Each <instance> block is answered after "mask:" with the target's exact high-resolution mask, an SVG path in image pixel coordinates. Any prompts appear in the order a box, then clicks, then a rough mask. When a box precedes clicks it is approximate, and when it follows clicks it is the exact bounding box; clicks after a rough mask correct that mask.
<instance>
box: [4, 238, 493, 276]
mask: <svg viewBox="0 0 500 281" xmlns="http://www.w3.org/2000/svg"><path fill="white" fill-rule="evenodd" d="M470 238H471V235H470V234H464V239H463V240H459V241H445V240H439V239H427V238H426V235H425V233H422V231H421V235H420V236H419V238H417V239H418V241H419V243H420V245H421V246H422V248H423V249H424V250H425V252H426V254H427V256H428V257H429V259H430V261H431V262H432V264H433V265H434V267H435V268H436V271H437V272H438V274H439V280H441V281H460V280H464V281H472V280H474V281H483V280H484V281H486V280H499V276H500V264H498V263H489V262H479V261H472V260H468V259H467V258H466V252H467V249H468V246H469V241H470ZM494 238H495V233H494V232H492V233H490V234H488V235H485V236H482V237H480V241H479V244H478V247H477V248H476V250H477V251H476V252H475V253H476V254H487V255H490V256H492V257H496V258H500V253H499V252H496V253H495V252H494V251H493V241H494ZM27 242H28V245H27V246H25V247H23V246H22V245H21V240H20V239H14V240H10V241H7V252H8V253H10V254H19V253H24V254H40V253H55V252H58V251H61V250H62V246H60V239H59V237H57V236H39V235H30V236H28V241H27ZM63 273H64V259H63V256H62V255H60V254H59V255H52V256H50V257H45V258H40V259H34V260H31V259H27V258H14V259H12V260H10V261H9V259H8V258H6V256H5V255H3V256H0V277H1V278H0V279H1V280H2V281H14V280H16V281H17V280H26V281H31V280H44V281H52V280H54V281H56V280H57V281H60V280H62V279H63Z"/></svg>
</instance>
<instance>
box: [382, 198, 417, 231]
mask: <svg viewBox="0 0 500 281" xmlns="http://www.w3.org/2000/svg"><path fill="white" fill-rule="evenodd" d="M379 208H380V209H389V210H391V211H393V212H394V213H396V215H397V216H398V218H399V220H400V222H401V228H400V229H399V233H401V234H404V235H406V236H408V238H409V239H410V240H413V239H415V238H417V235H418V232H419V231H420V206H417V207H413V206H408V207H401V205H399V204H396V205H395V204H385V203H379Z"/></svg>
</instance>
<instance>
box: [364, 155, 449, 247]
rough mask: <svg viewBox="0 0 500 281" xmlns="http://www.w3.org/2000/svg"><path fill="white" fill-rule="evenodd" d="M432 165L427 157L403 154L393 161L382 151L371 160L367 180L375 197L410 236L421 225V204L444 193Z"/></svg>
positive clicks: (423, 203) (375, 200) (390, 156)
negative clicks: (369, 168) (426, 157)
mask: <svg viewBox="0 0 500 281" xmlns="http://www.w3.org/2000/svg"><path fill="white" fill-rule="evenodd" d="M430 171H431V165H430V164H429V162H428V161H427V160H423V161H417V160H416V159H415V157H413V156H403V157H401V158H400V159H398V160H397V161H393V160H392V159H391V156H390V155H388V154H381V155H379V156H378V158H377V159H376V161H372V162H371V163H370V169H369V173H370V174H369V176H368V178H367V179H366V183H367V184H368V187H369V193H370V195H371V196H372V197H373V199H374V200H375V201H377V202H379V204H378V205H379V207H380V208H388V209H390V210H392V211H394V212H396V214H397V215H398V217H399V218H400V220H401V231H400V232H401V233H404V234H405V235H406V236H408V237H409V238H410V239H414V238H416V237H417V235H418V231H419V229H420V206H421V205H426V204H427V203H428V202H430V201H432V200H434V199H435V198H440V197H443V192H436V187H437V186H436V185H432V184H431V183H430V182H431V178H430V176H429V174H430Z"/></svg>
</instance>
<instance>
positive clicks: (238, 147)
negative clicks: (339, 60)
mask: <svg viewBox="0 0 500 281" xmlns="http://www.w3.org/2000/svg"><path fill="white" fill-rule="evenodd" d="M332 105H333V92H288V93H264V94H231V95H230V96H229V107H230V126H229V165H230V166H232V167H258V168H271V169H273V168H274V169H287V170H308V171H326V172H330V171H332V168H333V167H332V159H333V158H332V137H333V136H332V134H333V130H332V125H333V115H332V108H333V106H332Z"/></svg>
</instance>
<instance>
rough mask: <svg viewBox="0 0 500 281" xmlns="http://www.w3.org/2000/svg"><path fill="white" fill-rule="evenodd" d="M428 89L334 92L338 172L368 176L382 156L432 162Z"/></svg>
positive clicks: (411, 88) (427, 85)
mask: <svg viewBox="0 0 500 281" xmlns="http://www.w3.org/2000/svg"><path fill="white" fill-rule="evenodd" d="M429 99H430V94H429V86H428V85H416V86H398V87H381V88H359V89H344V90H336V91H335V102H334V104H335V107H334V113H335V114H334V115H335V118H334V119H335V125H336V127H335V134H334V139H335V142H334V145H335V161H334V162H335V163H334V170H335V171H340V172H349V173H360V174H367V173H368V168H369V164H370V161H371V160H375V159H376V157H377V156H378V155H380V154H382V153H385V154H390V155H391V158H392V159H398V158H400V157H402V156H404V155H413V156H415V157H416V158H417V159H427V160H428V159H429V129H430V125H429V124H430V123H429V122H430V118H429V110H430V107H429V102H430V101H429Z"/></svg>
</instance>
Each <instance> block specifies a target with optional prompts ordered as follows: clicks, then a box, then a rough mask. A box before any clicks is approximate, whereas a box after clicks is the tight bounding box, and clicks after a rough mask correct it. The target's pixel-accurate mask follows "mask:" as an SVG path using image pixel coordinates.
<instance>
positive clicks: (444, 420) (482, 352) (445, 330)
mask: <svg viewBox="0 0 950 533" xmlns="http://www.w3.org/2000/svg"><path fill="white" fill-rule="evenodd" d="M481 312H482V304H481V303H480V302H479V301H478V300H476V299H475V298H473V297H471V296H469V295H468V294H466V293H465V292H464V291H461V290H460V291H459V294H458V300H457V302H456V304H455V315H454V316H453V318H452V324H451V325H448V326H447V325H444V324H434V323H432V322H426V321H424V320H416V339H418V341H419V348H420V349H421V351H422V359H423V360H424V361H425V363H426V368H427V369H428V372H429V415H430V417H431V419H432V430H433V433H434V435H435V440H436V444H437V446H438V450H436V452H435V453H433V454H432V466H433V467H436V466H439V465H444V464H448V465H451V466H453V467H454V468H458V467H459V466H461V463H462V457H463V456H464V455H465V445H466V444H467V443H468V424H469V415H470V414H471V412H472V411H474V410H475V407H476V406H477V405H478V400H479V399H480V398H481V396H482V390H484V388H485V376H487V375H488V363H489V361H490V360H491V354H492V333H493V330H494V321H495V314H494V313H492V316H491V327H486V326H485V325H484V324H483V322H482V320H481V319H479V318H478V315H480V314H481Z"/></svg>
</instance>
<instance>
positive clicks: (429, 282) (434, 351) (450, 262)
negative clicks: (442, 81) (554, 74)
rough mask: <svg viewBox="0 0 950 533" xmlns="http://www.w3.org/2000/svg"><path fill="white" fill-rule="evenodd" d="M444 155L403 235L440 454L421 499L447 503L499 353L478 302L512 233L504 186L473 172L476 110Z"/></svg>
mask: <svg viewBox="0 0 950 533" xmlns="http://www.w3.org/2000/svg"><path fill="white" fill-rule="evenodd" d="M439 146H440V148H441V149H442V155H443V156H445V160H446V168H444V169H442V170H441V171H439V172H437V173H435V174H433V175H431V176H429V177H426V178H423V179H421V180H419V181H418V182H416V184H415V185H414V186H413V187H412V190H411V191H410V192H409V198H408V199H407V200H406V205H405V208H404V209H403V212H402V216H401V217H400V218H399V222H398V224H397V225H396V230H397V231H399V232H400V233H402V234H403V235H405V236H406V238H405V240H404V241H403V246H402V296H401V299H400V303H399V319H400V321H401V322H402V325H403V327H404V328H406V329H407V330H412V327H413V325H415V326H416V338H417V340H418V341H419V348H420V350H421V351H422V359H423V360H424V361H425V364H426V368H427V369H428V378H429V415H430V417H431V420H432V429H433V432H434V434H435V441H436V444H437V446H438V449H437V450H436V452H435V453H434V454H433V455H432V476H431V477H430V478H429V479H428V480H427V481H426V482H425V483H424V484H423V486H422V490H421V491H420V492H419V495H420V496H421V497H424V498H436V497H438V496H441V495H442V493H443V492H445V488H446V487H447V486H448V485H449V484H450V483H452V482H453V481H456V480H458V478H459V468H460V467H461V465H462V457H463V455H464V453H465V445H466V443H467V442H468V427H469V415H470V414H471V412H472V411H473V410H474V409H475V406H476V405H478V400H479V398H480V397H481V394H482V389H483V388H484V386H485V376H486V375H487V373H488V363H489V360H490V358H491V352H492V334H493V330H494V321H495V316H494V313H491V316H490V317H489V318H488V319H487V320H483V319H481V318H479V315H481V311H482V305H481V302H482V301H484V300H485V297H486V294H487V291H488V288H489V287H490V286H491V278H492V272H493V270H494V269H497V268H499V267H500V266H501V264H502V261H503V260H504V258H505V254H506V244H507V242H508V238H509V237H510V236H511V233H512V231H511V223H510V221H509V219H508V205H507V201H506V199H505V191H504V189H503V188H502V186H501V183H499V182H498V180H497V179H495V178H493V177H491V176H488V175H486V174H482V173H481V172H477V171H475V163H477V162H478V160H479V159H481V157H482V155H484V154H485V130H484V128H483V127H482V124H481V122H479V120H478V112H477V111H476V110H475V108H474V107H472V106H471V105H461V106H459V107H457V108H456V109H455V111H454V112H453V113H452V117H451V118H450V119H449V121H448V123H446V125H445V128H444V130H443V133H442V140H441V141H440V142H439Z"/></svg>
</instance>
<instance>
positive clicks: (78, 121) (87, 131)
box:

* * * * *

Task brief ▸ Report each line in the rows above that contains the word "positive", treating uppercase and lowercase as different.

Task solution ▸
positive clicks: (423, 203) (375, 200) (390, 156)
positive clicks: (238, 147)
positive clicks: (411, 88) (427, 85)
positive clicks: (444, 420) (482, 352) (445, 330)
positive clicks: (429, 282) (434, 351) (450, 262)
positive clicks: (78, 121) (87, 131)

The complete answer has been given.